*GIVEN RECORDS:*
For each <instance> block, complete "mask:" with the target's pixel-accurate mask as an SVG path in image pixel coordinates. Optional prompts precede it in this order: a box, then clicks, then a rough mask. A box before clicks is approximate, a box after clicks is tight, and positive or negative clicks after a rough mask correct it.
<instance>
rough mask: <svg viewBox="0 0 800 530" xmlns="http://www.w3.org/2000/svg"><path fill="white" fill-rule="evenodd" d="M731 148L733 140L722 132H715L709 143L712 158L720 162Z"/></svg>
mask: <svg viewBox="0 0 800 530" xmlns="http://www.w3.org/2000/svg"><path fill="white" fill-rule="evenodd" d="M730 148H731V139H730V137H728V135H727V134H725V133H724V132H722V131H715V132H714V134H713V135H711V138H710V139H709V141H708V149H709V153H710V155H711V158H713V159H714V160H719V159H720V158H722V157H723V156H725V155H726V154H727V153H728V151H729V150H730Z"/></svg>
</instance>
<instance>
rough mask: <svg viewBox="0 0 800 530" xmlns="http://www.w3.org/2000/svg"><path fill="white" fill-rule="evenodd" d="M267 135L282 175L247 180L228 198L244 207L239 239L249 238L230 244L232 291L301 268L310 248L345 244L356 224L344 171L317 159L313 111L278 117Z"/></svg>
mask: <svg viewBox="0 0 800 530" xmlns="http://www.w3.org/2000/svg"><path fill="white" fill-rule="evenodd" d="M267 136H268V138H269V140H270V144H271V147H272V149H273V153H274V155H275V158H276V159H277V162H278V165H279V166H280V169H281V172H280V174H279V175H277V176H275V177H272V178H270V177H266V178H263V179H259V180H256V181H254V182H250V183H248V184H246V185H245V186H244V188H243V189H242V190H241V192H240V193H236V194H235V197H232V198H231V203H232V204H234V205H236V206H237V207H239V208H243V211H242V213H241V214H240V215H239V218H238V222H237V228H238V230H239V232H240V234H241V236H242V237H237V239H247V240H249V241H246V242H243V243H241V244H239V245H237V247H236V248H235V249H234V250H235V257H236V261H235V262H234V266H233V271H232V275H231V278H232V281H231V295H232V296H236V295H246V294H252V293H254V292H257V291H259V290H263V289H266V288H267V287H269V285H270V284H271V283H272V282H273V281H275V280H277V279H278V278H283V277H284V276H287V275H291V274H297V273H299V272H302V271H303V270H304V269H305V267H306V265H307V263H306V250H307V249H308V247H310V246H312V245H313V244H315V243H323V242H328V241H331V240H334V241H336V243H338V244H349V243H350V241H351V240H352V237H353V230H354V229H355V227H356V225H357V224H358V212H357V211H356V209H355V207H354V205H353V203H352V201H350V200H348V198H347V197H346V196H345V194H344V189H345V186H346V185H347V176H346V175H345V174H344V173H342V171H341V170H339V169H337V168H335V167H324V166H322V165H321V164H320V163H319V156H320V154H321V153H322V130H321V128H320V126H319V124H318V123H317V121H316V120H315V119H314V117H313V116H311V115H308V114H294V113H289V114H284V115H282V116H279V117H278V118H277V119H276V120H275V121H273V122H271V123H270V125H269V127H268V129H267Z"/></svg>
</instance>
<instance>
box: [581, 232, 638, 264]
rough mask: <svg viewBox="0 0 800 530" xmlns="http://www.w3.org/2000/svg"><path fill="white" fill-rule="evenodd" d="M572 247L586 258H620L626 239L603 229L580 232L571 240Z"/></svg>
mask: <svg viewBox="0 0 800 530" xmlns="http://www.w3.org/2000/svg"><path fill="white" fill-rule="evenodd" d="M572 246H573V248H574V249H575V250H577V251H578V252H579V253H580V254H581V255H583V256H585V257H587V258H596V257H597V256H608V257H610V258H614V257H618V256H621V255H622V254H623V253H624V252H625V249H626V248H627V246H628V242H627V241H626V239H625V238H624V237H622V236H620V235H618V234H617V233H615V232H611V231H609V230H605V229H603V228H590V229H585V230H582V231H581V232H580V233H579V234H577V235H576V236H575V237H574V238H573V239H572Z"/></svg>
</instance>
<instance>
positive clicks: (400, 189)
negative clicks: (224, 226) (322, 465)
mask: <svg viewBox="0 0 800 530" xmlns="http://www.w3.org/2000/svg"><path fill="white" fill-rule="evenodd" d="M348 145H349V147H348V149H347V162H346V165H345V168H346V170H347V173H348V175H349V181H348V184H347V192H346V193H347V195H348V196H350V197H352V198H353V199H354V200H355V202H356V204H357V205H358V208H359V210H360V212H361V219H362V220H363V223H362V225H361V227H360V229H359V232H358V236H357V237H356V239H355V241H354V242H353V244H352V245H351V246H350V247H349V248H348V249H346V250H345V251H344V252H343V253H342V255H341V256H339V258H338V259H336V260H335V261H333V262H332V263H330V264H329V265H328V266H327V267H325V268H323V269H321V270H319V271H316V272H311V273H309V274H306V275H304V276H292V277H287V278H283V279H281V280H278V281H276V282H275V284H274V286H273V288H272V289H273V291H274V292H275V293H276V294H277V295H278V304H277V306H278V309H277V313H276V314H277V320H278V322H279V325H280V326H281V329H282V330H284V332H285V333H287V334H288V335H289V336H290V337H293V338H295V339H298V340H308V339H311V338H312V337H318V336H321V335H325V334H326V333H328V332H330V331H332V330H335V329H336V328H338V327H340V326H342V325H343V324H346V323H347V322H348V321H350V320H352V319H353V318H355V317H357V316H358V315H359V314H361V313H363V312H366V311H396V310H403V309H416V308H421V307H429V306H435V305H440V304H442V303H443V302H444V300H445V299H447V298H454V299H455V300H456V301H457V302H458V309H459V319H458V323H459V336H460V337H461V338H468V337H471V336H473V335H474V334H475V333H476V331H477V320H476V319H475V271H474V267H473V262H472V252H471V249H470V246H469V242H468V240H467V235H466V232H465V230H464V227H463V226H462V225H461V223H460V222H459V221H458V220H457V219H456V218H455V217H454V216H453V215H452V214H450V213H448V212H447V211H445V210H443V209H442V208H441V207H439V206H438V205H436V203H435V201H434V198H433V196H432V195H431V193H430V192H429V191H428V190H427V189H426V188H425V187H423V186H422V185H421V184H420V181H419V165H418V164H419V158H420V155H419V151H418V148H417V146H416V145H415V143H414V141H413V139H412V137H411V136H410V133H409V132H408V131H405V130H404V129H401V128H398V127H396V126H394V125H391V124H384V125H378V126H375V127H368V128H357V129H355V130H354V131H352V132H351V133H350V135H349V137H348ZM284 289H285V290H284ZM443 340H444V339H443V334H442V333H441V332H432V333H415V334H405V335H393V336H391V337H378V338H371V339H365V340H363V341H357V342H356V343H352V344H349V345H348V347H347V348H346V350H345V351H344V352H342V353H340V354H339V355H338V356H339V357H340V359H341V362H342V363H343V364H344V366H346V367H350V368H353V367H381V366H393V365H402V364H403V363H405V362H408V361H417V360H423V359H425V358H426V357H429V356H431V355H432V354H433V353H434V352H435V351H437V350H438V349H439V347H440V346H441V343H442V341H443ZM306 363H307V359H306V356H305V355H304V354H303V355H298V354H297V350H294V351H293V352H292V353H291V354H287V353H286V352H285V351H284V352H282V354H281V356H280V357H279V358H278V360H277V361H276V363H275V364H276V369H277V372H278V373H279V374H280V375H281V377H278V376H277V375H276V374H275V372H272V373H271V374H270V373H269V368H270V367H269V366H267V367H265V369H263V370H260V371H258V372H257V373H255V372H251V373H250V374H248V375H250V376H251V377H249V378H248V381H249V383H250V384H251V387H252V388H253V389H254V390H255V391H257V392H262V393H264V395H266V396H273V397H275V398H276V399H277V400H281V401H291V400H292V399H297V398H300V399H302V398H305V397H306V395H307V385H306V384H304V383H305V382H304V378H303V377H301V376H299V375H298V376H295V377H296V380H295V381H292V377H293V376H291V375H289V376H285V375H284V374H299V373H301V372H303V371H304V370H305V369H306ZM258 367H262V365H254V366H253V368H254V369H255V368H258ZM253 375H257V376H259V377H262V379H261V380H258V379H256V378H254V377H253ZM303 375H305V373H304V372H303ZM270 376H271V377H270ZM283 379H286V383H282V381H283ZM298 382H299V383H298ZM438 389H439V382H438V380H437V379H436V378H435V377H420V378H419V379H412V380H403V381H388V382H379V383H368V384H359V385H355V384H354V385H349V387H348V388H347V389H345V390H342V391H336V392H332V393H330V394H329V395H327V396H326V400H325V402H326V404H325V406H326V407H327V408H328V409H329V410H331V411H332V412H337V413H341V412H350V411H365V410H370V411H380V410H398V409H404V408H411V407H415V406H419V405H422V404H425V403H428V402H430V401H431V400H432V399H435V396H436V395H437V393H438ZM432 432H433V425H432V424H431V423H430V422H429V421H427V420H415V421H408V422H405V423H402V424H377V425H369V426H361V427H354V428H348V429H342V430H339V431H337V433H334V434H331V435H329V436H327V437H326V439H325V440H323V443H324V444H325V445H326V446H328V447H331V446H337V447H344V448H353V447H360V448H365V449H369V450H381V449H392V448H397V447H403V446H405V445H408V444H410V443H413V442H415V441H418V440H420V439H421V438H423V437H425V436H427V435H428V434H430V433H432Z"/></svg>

*ACTIVITY:* Which lines above hold the string "positive"? Show each of them.

*TASK RESPONSE:*
For each <instance> block, complete "mask:" with the target's pixel-accurate mask as an SVG path in image pixel coordinates. Optional prompts precede it in this order: a box, then clicks, then a rough mask. A box before clicks is approximate, a box after clicks is tight, and positive or negative clicks after a rough mask correct it.
positive clicks: (400, 189)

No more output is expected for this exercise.